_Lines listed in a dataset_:
>> START
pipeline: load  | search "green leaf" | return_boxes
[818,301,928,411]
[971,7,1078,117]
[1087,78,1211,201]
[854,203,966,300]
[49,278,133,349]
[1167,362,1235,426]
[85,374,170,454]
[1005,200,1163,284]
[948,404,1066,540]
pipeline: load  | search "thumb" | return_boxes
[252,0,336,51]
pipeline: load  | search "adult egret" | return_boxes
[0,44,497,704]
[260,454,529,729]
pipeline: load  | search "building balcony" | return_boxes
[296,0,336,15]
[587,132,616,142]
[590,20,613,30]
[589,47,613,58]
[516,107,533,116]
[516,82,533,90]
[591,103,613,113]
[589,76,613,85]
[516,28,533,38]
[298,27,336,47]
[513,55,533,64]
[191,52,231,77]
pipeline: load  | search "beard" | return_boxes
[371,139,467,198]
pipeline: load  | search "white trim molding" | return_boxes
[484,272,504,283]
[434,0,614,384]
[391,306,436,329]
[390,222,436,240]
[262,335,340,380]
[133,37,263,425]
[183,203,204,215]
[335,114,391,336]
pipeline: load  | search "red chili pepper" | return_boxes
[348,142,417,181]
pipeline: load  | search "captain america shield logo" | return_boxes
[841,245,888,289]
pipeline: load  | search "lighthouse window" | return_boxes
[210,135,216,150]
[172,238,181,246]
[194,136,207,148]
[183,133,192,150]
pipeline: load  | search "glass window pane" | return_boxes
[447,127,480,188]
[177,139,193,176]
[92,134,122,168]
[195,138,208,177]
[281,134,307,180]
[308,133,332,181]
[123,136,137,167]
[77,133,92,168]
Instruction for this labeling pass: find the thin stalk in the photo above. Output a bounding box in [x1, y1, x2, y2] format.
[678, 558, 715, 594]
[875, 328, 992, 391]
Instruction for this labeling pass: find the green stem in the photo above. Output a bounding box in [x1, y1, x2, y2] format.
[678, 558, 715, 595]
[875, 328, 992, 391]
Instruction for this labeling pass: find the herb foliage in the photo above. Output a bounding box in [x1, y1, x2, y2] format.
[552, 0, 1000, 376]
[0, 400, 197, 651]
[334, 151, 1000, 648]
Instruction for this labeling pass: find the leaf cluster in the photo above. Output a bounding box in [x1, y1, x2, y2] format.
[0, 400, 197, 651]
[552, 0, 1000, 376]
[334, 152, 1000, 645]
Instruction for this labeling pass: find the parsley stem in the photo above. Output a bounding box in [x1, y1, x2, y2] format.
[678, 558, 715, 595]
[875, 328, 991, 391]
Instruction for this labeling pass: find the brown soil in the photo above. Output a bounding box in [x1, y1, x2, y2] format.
>> END
_TASK INSTRUCTIONS_: Copy every one of the lines above word for word, with nothing changed or left out.

_ANSWER_:
pipeline: load  | search "green leaf" | return_boxes
[818,301,928,411]
[971,7,1078,117]
[1087,78,1211,201]
[854,203,966,300]
[49,278,133,349]
[1167,362,1235,426]
[85,374,170,454]
[1005,200,1163,284]
[948,404,1066,540]
pipeline: load  | search "thumb" | return_boxes
[252,0,336,51]
pipeline: load  | search "adult egret" | return_boxes
[0,44,497,704]
[260,454,529,729]
pipeline: load  | search "building balcony" | return_boxes
[296,0,336,15]
[587,132,616,142]
[590,20,613,30]
[589,47,613,58]
[516,107,533,116]
[516,82,533,90]
[591,103,613,113]
[589,76,613,85]
[516,28,533,38]
[298,27,336,47]
[513,55,533,64]
[191,52,231,77]
pipeline: load  | search "beard" | return_boxes
[371,139,467,198]
pipeline: load  | search "white trim molding" | return_boxes
[484,272,504,283]
[434,0,614,384]
[391,306,436,329]
[390,222,436,240]
[262,335,340,380]
[133,37,263,425]
[183,203,204,215]
[335,114,391,336]
pipeline: load  | search "red chili pepper" | return_boxes
[348,142,417,181]
pipeline: load  | search "captain america shield logo" | return_boxes
[841,245,888,289]
pipeline: load  | search "lighthouse window" | return_boxes
[210,135,216,150]
[172,238,181,246]
[194,136,207,148]
[183,133,192,150]
pipeline: load  | search "glass window pane" | return_boxes
[447,127,480,188]
[177,139,193,176]
[92,134,122,168]
[195,138,208,177]
[281,134,307,180]
[308,133,332,181]
[123,136,137,167]
[77,133,92,168]
Instruction for this labeling pass: find the thin stalk in the photo above. Output a bounding box in [x1, y1, x2, y2] format.
[678, 558, 715, 594]
[875, 328, 992, 391]
Instruction for this labeling pass: find the green stem in the photo above. Output a bounding box in [x1, y1, x2, y2] format.
[678, 558, 715, 595]
[875, 328, 992, 391]
Instruction for this labeling pass: find the herb foliage in the photo above. Output a bounding box in [x1, y1, x2, y2] format.
[552, 0, 1000, 376]
[0, 400, 197, 651]
[334, 151, 1000, 648]
Instruction for this labeling pass: find the leaf cluster in the photo above. Output a bounding box in [x1, y1, x2, y2] format.
[0, 400, 197, 651]
[552, 0, 1000, 376]
[334, 152, 1000, 645]
Instruction for this labeling pass: find the parsley stem in the photo above. Output a bounding box in [x1, y1, x2, y2] format.
[678, 558, 715, 595]
[875, 328, 991, 391]
Instruction for this labeling pass: find the brown soil in the photo above. Output a bounding box in [x1, y1, x2, y2] format.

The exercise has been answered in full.